+++ SOURCE EXCERPT
# Colour of cockapoos



## Kerry (Aug 16, 2011)

Hi everyone. We've just had a litter of cockapoos. One of the puppies is blue roan, with solid black ears and mask. No-one who came to view the pups commented on him even though we thought he was a very striking colour. As this is our first time producing cockapoos (previously only cocker spaniels) we are wondering why this colour is so unappealing? I must add that the little boy in question has got a good home as my parents are having him. Any comments welcome, thanks


----------



## wilfiboy (Sep 18, 2010)

I love blue roans and searched and searched last year for one .... they do seem to be coming through a bit more now. Maybe cos it has nt been a colour that has been associated with cockapoos generally.... more commonly black, chocolate, buff, apricots and so people who have seen a cockapoo have probably seen a solid/ tux dog. I would love to see your boy.... there are 3 people who post on here "lucky" enough to have one and I know others who would like one. I get nothing but praise about Mable when out and about... although people often comment about her colouring they very rarely say blue roan.. but not sure wether they would be aware of the coluring in a cocker. There is a thread with different cockapoo colours if you search for it... Jukee Doodles have had some beautiful chocolate roans this year and also chocolate sable, as well as just having blue roans. What colour are your pups Mum and Dad and what other colours did you have ? Would love to see pictures... and your Mums a lucky woman, Good luck with your pups x


----------



## Happyad (Oct 5, 2010)
++++++
+++ SUPPLIED MATERIAL
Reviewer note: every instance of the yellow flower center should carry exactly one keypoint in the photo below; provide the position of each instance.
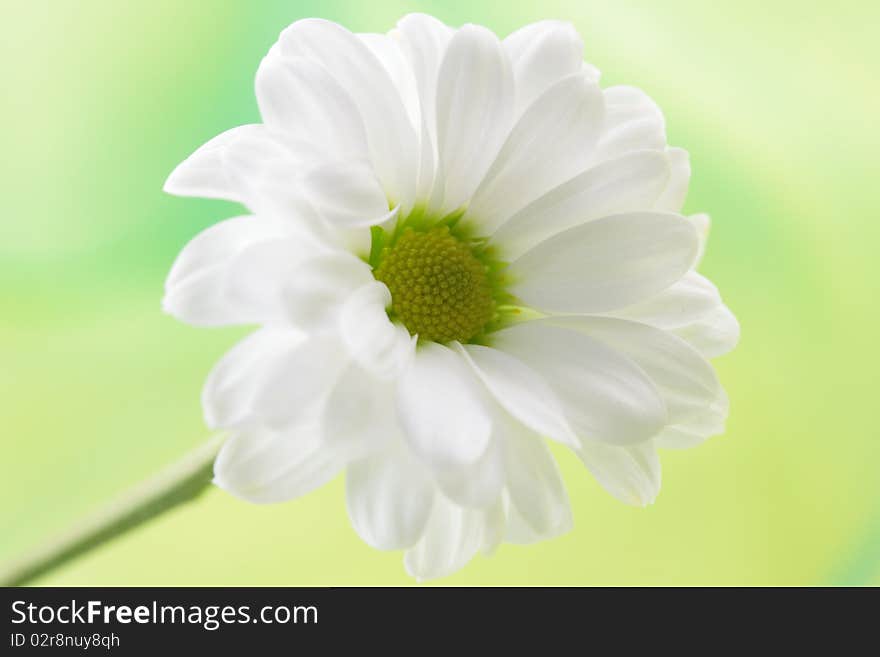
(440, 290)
++++++
+++ SUPPLIED MATERIAL
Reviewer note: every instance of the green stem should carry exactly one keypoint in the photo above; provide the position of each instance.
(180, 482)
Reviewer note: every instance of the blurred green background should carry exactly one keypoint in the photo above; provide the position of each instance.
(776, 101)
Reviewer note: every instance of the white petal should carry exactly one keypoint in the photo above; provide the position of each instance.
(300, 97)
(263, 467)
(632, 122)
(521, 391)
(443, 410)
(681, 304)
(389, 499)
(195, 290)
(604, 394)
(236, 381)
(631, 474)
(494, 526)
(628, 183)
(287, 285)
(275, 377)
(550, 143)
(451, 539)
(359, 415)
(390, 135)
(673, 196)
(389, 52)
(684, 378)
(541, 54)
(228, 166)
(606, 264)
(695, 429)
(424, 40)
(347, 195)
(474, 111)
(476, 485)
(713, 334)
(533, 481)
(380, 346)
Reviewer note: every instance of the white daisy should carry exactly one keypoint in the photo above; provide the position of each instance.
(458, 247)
++++++
+++ SUPPLIED MATERIAL
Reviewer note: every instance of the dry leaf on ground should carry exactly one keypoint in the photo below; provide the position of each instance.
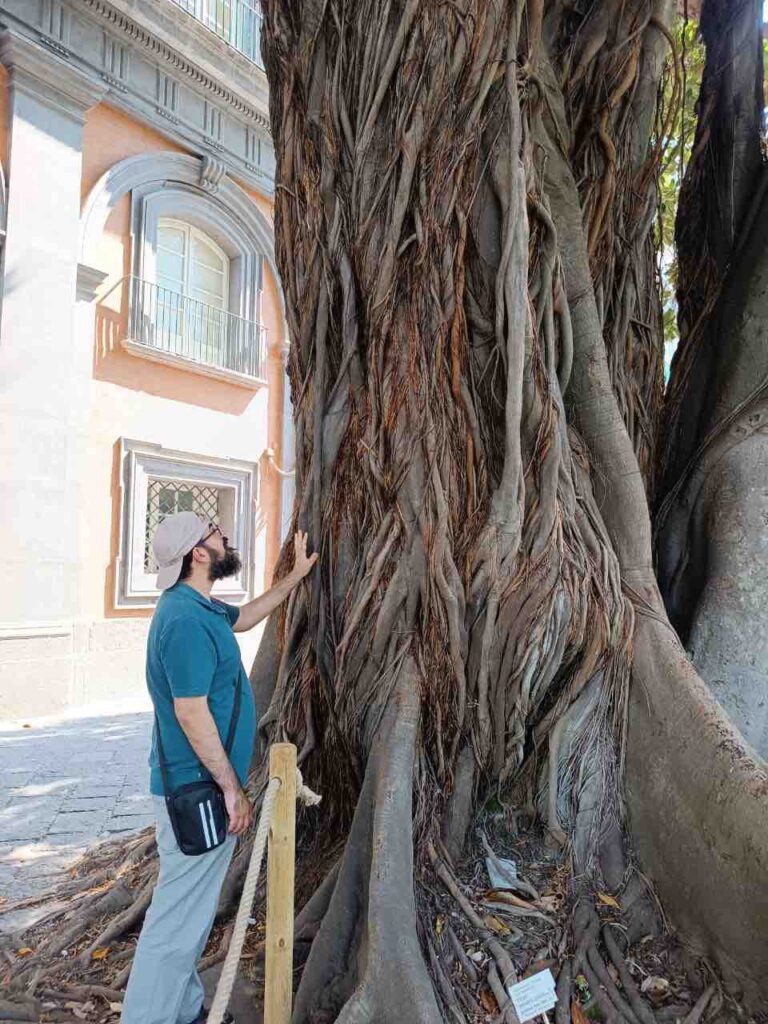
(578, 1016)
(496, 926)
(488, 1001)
++++++
OBJECTIVES:
[1] From the cockapoo color thread, return everything from "## Kerry (Aug" down to "(Sep 18, 2010)".
[2] In the cockapoo color thread, which colors does wilfiboy say are more commonly associated with cockapoos?
[3] Extend the cockapoo color thread from the point where it stops.

THE REPLIES:
[1]
## Kerry (Aug 16, 2011)

Hi everyone. We've just had a litter of cockapoos. One of the puppies is blue roan, with solid black ears and mask. No-one who came to view the pups commented on him even though we thought he was a very striking colour. As this is our first time producing cockapoos (previously only cocker spaniels) we are wondering why this colour is so unappealing? I must add that the little boy in question has got a good home as my parents are having him. Any comments welcome, thanks


----------



## wilfiboy (Sep 18, 2010)

[2] Black, chocolate, buff, and apricots.

[3]
I'm not a breeder ( yet ) but a groomer so see loads of people and their pets. 
People seem to love the lighter colours ( don't know why as they show more dirt lol).
However I've bred loads of animals over the years and normally the unusual ones/colours are the first to go. People are drawn to the " odd one".
Out of interest what was the litter colour mix?


----------



## Jedicrazy (Apr 26, 2011)

I love blue roan cockapoos and I really want one! I'm just waiting a little longer as my 1st cockapoo is not quite 6 months old. I'm looking for a girl 

Clare
x


----------



## wilfiboy (Sep 18, 2010)

The thread is Cockapoo Coat Colour x


----------



## wilfiboy (Sep 18, 2010)

Good for you Clare ... what taste


----------



## lady amanda (Nov 26, 2010)

Jedicrazy said:


> I love blue roan cockapoos and I really want one! I'm just waiting a little longer as my 1st cockapoo is not quite 6 months old. I'm looking for a girl
> 
> Clare
> x


will she be Leah???


----------



## Jedicrazy (Apr 26, 2011)

lady amanda said:


> will she be Leah???


I'm naming the next one... although I quite like Star 

Clare
x


----------



## kendal (Jul 16, 2009)

did the people who were veiwing the pups interestd in a particular colour. i am surprized as theid has been a boom in the blue roan cocker population. seeing more than the black and golds. it posible that the pepple getting pups from you were fixed on the colour they wanted.


----------



## lady amanda (Nov 26, 2010)

I would love to see a picture of the puppy if you have one


----------



## wilfiboy (Sep 18, 2010)

Star , Clare I'm liking that  I tried to think of blue related names but no one else agreed with me ... Blue would be nice for a boy, although cant remember them now I thought Pearl was suitable for colouring but was out voted x


----------



## Jedicrazy (Apr 26, 2011)

wilfiboy said:


> Star , Clare I'm liking that  I tried to think of blue related names but no one else agreed with me ... Blue would be nice for a boy, although cant remember them now I thought Pearl was suitable for colouring but was out voted x


We obviously share the same great taste


----------



## sharplesfamily (Apr 28, 2011)

lady amanda said:


> will she be Leah???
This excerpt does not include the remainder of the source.